Transcribe each line of the following data verbatim.

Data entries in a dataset
-*-

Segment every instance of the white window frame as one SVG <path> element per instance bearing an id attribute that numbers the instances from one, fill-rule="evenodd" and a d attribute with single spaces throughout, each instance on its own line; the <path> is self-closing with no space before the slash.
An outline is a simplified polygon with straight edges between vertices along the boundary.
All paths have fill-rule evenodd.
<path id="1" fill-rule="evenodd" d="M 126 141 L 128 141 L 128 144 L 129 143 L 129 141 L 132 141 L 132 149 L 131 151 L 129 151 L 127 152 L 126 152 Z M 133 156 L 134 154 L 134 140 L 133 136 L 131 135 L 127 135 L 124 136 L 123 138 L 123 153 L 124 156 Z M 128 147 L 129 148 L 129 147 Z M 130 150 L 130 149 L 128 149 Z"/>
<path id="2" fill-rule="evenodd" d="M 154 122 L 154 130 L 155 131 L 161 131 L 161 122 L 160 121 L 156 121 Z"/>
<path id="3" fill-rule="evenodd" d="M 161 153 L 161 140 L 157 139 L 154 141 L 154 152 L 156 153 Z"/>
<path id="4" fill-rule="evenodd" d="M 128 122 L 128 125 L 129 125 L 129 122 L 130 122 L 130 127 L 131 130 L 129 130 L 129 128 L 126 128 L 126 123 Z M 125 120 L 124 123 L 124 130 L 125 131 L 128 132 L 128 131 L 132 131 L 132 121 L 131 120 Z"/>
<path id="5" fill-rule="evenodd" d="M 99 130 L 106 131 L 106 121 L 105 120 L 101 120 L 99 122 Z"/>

-*-

→ Task result:
Segment every instance of the white window frame as one SVG <path> element per instance bearing an id attribute that numbers the instances from one, fill-rule="evenodd" and a d attribute with single spaces throughout, each instance on its own line; the <path> is self-closing with no space before the slash.
An outline is a simplified polygon with straight edges between vertices along the boundary.
All paths have fill-rule evenodd.
<path id="1" fill-rule="evenodd" d="M 126 141 L 128 141 L 128 144 L 129 143 L 129 141 L 132 141 L 132 149 L 131 151 L 129 151 L 127 152 L 126 152 Z M 133 156 L 134 154 L 134 140 L 133 136 L 131 135 L 127 135 L 124 136 L 123 138 L 123 153 L 124 156 Z M 128 147 L 129 148 L 129 147 Z M 130 150 L 130 149 L 128 149 Z"/>
<path id="2" fill-rule="evenodd" d="M 154 122 L 154 130 L 155 131 L 161 131 L 161 122 L 160 121 L 156 121 Z"/>
<path id="3" fill-rule="evenodd" d="M 161 153 L 161 140 L 157 139 L 154 141 L 154 152 L 156 153 Z"/>
<path id="4" fill-rule="evenodd" d="M 128 122 L 128 125 L 129 125 L 129 122 L 130 122 L 130 127 L 131 130 L 129 130 L 129 128 L 126 128 L 126 123 Z M 125 120 L 124 123 L 124 130 L 125 131 L 128 132 L 128 131 L 132 131 L 132 121 L 131 120 Z"/>
<path id="5" fill-rule="evenodd" d="M 99 130 L 106 131 L 106 121 L 105 120 L 101 120 L 99 122 Z"/>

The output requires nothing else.